Stated exercise: Pull out every line below that contains the word "click" and copy each one in full.

━━━━━ Materials provided

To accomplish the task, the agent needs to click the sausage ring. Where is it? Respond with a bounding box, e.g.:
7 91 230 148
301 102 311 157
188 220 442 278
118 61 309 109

━━━━━━━━━━

Worked answer:
To accomplish the task, the agent needs to click the sausage ring. Where is it? Respond with a bounding box, e.g.:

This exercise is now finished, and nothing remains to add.